▶ **Verilen metin**
Google Play Store
App Store

İstanbul Büyükçekmece’de halıya sarılı cansız bedeni denizde bulunan Sedef Güler’in davasının ikinci duruşması bugün görülecek. Avukat Kara, “Olay günü evde olan 2 kadına ulaşamadılar” derken anne Sezer, “Kızımın sesine ses olun” dedi.

Sedef’in sesine ses olun
Fotoğraf: BirGün
Deniz Güngör
Deniz Güngör
denizgungor@birgun.net

İstanbul Büyükçekmece’de 7 Haziran 2024’te halıya sarılı, ayağına ağırlık bağlanmış halde Mimar Sinan Sahili’nde cansız bedeni bulunan 24 yaşındaki Sedef Güler’in ölümüne ilişkin açılan davanın ikinci duruşması bugün Bakırköy 4. Ağır Ceza Mahkemesi’nde saat 14.00’te görülecek. İlk duruşmada SEGBİS üzerinden savunma yapmayı kabul etmeyen fail Fırat Baykara’nın ikinci duruşma için mahkemeye getirilmesi, fail Yavuz Güngör’ün ise SEGBİS üzerinden savunma yapması bekleniyor.

Duruşma öncesi kadın örgütlerine çağrı yapan anne Gülüzar Sezer, “Benim kızım masumdu, canice katledildi. Ömrüm yettiğince kızım için adalet mücadelesi vereceğim, bu mücadelede beni yalnız bırakmasınlar” dedi.

TALEPLERİMİZ DİNLENMİYOR

Avukat Türkan Kara, Adli Tıp Kurumu’nca (ATK) Güler’in üzerinde Baykara ve Güngör dışında iki ayrı DNA bulunmasına ilişkin ilk duruşmada bu DNA’ların kimlere ait olduğunun tespit edilmesini talep ettiklerini ancak bu konuda herhangi bir gelişme olmadığına dikkat çekti. Güngör’ün kızı H.Y.G.’nin ve olay günü aynı evde bulunan diğer kadının adreslerinde tespit edilemediğini söyleyen Kara, “Bu kişilerle ilgili yakalama kararı çıkarılmasını istedik. Ancak karar yok. Fail Güngör’ün de fail Baykara gibi mahkemeye getirilmesini talep etmiştik ancak bununla ilgili de hâlâ karar verilmedi. Ancak ne yazık ki bizi dinlemeyen, kale almayan bir heyetle karşı karşıyayız” dedi.

Kara son olarak şunları aktardı: “İlk duruşmada failler ifade vermediği için beyanlarımızı dile getirmeme kararı almıştık. O nedenle ikinci duruşma aslında ilk duruşma gibi olacak. Dosyada tanık olarak geçen ancak bizim şüpheli olarak gördüğümüz O.Ö.’nün duruşmaya getirilmesini bekliyoruz, çünkü ikinci zorla getirilme kararı yazıldı. Sedef Güler vahşice öldürdü. Mutlak surette böyle cinayetlerin önünün kesilmesi adına buradan çıkacak olan karar önem taşıyor. Canice işlenen bütün cinayetlerde faillerin yanına kalma ihtimalinin olmayacağını gösterebilecek bir karar almamız gerekiyor.”

▶ **Alıştırma seti**
(a) Sedef Güler davasıyla ilgili habere göre ikinci duruşma hangi mahkemede ve saat kaçta görülecek?
(b) Sedef Güler davasıyla ilgili haberi son cümlesinden sonra sürdürün.
Bu çalışmada öğelere başvurmak gerekmiyor.

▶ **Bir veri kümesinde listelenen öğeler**
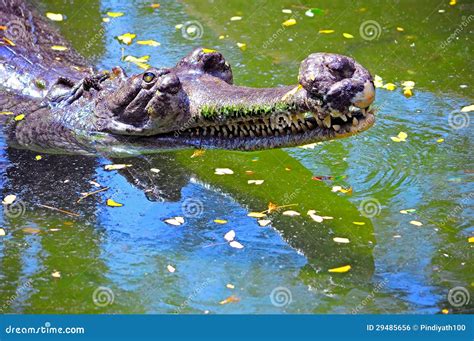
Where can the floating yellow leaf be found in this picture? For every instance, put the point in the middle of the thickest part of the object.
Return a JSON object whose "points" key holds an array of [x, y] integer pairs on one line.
{"points": [[389, 86], [116, 166], [468, 108], [112, 203], [291, 213], [416, 223], [148, 42], [58, 48], [230, 299], [115, 14], [242, 46], [401, 137], [198, 153], [378, 82], [341, 269], [341, 240], [256, 215], [407, 93], [264, 222], [127, 38], [9, 199], [55, 16], [230, 236], [289, 22]]}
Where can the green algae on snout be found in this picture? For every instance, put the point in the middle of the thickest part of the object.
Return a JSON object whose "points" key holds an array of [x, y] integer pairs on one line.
{"points": [[240, 110]]}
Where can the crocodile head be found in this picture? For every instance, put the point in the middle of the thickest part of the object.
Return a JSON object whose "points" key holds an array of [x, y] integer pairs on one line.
{"points": [[195, 104]]}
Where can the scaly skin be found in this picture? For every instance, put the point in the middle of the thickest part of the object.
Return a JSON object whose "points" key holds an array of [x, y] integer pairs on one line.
{"points": [[193, 104]]}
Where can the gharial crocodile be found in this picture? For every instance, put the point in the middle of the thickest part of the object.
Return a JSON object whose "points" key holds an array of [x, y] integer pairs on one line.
{"points": [[52, 101]]}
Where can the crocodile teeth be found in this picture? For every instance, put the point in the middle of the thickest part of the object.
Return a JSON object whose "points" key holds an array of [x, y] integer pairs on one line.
{"points": [[327, 121]]}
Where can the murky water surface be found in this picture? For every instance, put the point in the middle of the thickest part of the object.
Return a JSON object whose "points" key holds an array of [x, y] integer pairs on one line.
{"points": [[115, 260]]}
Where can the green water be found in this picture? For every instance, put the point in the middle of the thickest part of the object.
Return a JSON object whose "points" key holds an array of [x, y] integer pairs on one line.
{"points": [[114, 260]]}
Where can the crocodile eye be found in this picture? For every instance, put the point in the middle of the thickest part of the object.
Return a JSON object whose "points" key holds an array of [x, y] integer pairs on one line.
{"points": [[148, 77]]}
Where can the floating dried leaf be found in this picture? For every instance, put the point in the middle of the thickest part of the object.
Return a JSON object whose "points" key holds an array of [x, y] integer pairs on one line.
{"points": [[230, 236], [54, 16], [236, 244]]}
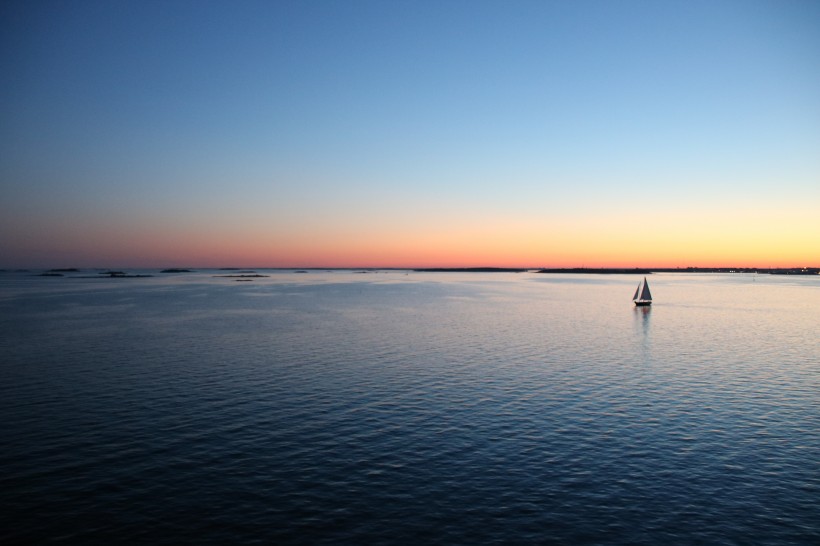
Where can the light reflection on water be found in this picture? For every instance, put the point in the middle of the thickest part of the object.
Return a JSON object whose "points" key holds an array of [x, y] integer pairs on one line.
{"points": [[395, 407]]}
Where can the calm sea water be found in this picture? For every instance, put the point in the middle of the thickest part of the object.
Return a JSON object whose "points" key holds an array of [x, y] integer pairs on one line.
{"points": [[410, 408]]}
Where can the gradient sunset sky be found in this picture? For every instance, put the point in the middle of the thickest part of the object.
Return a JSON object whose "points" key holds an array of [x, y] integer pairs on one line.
{"points": [[409, 133]]}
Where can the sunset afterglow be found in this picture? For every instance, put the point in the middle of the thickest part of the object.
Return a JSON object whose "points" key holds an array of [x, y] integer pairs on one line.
{"points": [[331, 134]]}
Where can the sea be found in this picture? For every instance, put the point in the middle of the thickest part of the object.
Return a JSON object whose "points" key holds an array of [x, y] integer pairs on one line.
{"points": [[393, 407]]}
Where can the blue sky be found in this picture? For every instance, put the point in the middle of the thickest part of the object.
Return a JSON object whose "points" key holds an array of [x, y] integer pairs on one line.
{"points": [[192, 115]]}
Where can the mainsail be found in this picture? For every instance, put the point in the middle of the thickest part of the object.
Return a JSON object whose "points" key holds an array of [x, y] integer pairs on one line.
{"points": [[642, 294], [645, 293]]}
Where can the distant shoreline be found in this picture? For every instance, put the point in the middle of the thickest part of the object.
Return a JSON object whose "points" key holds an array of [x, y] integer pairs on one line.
{"points": [[245, 272]]}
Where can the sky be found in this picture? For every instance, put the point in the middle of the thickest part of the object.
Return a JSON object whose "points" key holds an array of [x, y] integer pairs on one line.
{"points": [[409, 133]]}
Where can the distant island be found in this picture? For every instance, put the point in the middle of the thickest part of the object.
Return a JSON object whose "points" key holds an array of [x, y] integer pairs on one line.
{"points": [[599, 270], [472, 270]]}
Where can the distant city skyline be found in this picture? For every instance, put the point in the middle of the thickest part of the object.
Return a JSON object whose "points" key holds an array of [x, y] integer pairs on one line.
{"points": [[409, 134]]}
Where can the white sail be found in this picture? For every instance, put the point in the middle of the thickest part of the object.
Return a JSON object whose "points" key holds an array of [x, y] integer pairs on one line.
{"points": [[646, 295]]}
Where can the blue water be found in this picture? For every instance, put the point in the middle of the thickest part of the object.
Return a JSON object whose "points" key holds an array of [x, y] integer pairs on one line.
{"points": [[409, 408]]}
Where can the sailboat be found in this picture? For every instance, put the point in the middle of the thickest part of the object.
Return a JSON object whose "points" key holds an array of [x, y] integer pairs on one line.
{"points": [[642, 295]]}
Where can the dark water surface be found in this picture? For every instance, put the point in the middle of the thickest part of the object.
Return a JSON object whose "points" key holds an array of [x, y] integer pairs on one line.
{"points": [[420, 408]]}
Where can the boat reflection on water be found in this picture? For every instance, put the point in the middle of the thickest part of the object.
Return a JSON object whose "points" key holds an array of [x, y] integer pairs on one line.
{"points": [[642, 314]]}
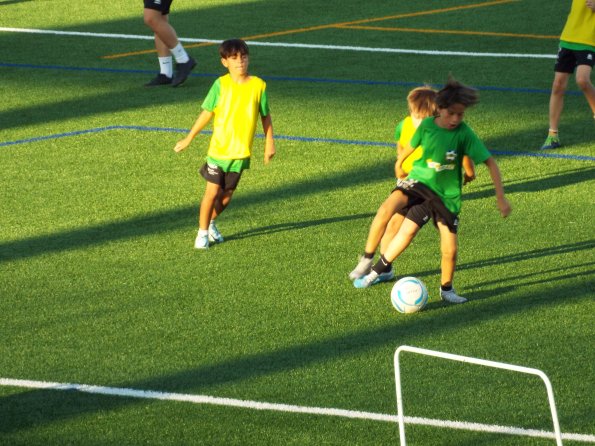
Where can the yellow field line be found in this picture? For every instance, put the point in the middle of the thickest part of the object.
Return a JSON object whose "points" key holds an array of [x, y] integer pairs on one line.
{"points": [[444, 31], [332, 25]]}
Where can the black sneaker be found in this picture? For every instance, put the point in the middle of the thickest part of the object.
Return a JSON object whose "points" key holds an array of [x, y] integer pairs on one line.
{"points": [[183, 71], [160, 79]]}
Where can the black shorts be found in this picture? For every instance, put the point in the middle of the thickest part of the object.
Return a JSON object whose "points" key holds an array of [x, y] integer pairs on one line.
{"points": [[214, 174], [423, 204], [159, 5], [568, 60]]}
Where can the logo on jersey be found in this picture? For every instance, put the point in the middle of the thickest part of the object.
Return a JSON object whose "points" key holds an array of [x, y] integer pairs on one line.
{"points": [[450, 158]]}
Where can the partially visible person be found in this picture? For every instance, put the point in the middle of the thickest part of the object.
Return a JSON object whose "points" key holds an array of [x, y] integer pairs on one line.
{"points": [[433, 187], [156, 17], [388, 218], [234, 102], [576, 53]]}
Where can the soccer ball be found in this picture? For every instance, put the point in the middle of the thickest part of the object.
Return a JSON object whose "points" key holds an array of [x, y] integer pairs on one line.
{"points": [[409, 295]]}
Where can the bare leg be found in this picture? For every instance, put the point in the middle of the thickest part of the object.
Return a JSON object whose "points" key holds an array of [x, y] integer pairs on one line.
{"points": [[395, 201], [407, 232], [223, 199], [207, 205], [557, 98], [448, 249], [391, 231]]}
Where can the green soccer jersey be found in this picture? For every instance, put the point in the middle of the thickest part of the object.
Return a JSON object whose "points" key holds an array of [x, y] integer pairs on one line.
{"points": [[440, 165]]}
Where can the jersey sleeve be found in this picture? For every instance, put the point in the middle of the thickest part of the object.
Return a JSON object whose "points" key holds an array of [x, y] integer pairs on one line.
{"points": [[264, 103], [416, 138], [212, 98]]}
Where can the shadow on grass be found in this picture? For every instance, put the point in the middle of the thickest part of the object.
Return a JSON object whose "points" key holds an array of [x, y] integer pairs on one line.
{"points": [[30, 409], [10, 2], [174, 219]]}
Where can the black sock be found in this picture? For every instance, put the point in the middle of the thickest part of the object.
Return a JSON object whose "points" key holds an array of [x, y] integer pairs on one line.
{"points": [[382, 265]]}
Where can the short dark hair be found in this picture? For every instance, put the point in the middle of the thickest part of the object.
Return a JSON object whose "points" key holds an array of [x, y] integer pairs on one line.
{"points": [[421, 101], [456, 93], [233, 46]]}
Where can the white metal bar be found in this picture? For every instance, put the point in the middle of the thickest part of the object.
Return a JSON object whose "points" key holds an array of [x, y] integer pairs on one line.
{"points": [[470, 360]]}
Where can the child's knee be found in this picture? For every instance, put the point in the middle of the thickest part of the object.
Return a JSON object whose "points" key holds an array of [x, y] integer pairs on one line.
{"points": [[584, 83]]}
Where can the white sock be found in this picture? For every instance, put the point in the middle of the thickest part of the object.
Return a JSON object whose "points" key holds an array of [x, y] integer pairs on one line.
{"points": [[180, 53], [166, 66]]}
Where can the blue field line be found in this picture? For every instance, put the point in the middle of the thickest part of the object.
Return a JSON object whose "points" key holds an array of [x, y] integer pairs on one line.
{"points": [[287, 78], [354, 142]]}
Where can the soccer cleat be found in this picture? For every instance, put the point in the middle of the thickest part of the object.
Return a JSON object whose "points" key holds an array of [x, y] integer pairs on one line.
{"points": [[201, 242], [364, 266], [452, 297], [160, 79], [214, 234], [551, 142], [182, 72]]}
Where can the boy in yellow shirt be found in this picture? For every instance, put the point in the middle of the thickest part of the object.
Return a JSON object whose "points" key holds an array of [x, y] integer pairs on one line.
{"points": [[235, 101], [576, 53]]}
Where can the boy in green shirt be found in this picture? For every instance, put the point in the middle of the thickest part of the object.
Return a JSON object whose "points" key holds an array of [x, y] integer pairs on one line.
{"points": [[388, 218], [235, 102], [433, 187]]}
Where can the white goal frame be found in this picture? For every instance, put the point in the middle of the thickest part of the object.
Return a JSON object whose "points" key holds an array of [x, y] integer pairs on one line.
{"points": [[470, 360]]}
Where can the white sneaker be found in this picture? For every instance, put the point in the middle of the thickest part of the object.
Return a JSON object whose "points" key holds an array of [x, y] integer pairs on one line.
{"points": [[367, 281], [364, 266], [214, 234], [452, 296], [201, 242]]}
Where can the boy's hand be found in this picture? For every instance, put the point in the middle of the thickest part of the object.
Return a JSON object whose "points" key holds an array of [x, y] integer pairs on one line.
{"points": [[181, 145], [505, 208], [269, 153]]}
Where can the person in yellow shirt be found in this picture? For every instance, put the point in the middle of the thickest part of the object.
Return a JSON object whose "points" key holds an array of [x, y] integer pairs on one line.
{"points": [[391, 213], [234, 102], [576, 52]]}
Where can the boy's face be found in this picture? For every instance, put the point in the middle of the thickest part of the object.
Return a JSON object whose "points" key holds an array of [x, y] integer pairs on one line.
{"points": [[237, 64], [451, 117]]}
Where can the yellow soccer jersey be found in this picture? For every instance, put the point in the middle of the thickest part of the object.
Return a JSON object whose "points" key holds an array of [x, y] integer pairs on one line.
{"points": [[403, 134], [236, 109], [580, 26]]}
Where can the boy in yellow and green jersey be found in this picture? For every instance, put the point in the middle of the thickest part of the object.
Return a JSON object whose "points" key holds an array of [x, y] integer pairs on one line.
{"points": [[391, 213], [576, 53], [235, 102]]}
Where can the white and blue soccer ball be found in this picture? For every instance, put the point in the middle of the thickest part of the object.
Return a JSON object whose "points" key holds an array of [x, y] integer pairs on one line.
{"points": [[409, 295]]}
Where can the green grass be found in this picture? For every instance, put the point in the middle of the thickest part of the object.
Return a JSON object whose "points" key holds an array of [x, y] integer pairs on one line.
{"points": [[99, 283]]}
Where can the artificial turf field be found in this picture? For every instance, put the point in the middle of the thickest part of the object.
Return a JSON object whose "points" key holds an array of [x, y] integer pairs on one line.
{"points": [[100, 284]]}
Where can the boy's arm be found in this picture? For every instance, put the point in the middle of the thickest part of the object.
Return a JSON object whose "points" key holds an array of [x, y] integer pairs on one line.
{"points": [[404, 153], [202, 120], [503, 204], [269, 145], [399, 151]]}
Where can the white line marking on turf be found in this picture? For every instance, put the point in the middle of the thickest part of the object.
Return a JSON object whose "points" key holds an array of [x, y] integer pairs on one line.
{"points": [[286, 45], [256, 405]]}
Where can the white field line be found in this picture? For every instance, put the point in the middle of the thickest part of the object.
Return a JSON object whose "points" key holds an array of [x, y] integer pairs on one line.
{"points": [[256, 405], [287, 45]]}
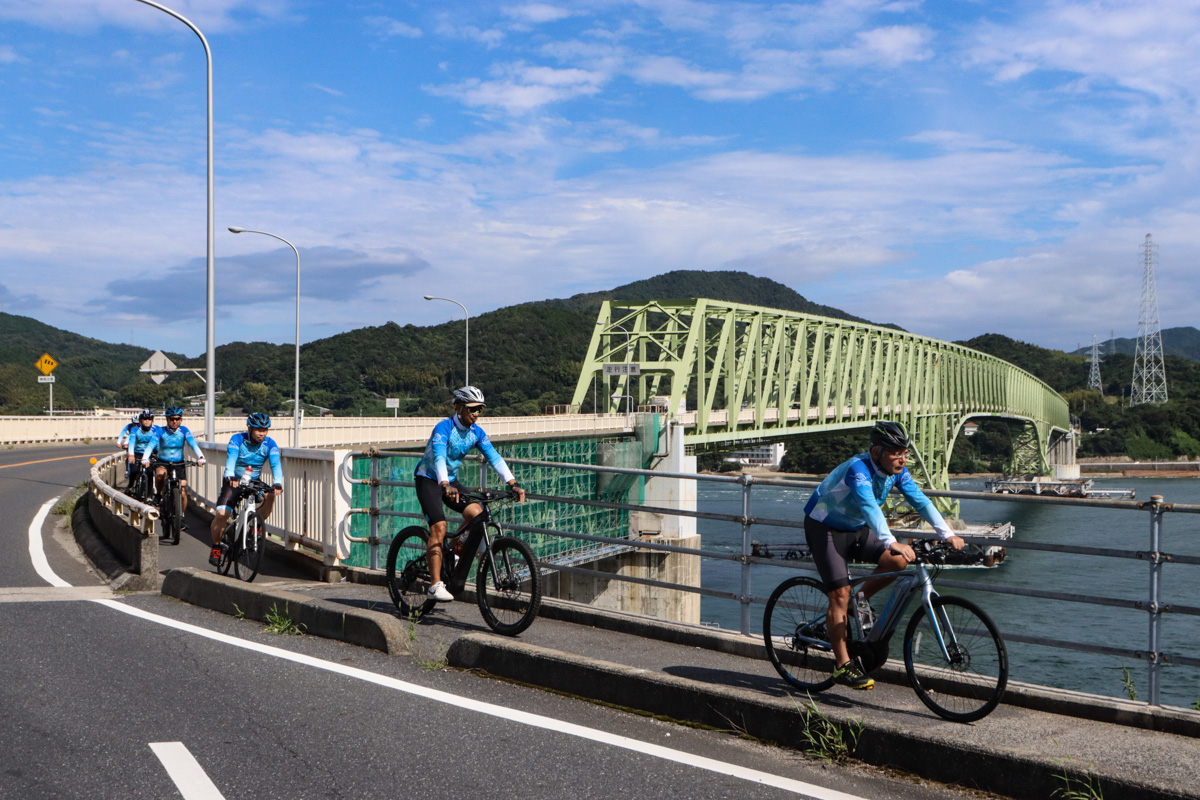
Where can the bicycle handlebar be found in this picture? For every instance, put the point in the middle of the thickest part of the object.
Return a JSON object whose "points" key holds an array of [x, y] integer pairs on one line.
{"points": [[485, 497]]}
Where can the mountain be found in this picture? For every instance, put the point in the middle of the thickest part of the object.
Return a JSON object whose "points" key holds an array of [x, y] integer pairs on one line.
{"points": [[90, 372], [1182, 342]]}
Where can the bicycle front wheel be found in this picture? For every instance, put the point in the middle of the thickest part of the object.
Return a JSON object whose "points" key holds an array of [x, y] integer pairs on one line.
{"points": [[965, 681], [250, 551], [793, 629], [408, 576], [177, 506], [507, 587]]}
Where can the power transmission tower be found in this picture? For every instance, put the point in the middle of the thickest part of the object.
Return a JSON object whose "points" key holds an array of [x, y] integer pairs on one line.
{"points": [[1093, 376], [1149, 370]]}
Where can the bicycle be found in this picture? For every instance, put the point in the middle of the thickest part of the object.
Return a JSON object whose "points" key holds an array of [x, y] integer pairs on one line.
{"points": [[171, 500], [953, 654], [508, 587], [244, 539]]}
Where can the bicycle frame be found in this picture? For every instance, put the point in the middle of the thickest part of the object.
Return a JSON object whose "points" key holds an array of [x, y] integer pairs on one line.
{"points": [[475, 533], [905, 584]]}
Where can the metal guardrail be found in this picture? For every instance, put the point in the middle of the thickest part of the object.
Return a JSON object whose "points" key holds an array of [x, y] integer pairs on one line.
{"points": [[1153, 655], [137, 513]]}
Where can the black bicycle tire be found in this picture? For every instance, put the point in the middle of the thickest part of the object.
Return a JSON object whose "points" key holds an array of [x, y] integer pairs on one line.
{"points": [[250, 553], [177, 505], [988, 693], [411, 572], [491, 599], [823, 662]]}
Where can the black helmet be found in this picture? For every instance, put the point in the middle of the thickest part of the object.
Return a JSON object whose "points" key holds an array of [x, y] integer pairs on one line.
{"points": [[258, 420], [889, 435]]}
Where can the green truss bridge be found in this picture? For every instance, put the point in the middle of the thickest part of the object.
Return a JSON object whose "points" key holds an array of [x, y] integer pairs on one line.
{"points": [[737, 376]]}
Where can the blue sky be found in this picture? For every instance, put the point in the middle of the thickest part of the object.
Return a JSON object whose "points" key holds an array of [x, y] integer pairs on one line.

▶ **Öğe cevapları**
(a) Bakırköy 4. Ağır Ceza Mahkemesi'nde, saat 14.00'te.

(b)
SESİMİN DUYULMADIĞINI HİSSEDİYORUM

İlk andan itibaren faillerin mahkeme huzurunda ifade vermesini istediğini ancak ilk duruşmanın beklediği gibi geçmediğini vurgulayan anne Sezer, “Hiçbir itirazımız, talebimiz yerini bulmadı. Sedef’in iş görüşmesi için 4 Haziran’da çağrıldığı evde fail Yavuz Güngör’ün kızı H.Y.G.’nin ve bir başka kadının da olduğunu biliyoruz. Bu nedenle o kadınların da tutuklu yargılanmalarını istemiştik ancak taleplerimiz yerini bulmadı. Savcı karşısına bile çıkarılmadılar, şimdi de ortada yoklar” dedi.

“Son nefesime kadar adalet yerini bulmasa bile mücadele edeceğim” diye konuşan Sezer son olarak şunları söyledi: “Bütün sanıkların en ağır şekilde cezalandırılmasını istiyorum. Sesimin duyulmadığını hissediyorum. Çocuğumun eşyaları diye bana sarıldığı halıyı verdiler, evimde tutamıyorum bile onları. Kadın örgütlerine çağrım benim davamın arkasında dursunlar. Benim Sedefim masumdu ve katledildi, onun sesi kesilmesin, adaleti için yanımda saf dursunlar.”

∗∗∗

NE OLMUŞTU?

Sedef Güler, 4 Haziran 2024’te fail Yavuz Güngör’ün kızı H.Y.G.’nin İstanbul Beylikdüzü’ndeki evine iş görüşmesi için çağrıldı. Faillerin iddiasına göre burada Güler ve H.Y.G. tartıştı. Tartışmanın ardından Güler ve Güngör, Fırat Baykara tarafından Beylikdüzü’nde kiralanan eve geçti. O günden itibaren ailesi Güler’den haber alamadı. 7 Haziran 2024’te Sedef’in cansız bedeni Mimar Sinan Sahili’nde bulundu. Fail Güngör’ün “uyuşturucu ve uyarıcı madde ticareti yapma veya sağlama” suçundan 8 yıl 4 ay kesinleşmiş hapis cezası bulunduğu tespit edilmişti. Güngör’ün ayrıca “hükümlü ve tutuklunun kaçması”, “ruhsatsız ateşli silahlarla mermileri satın alma, taşıma veya bulundurma”, “uyuşturucu veya uyarıcı madde ticareti yapma veya sağlama” ve “kasten öldürme” suçlarından arandığı belirlenmişti.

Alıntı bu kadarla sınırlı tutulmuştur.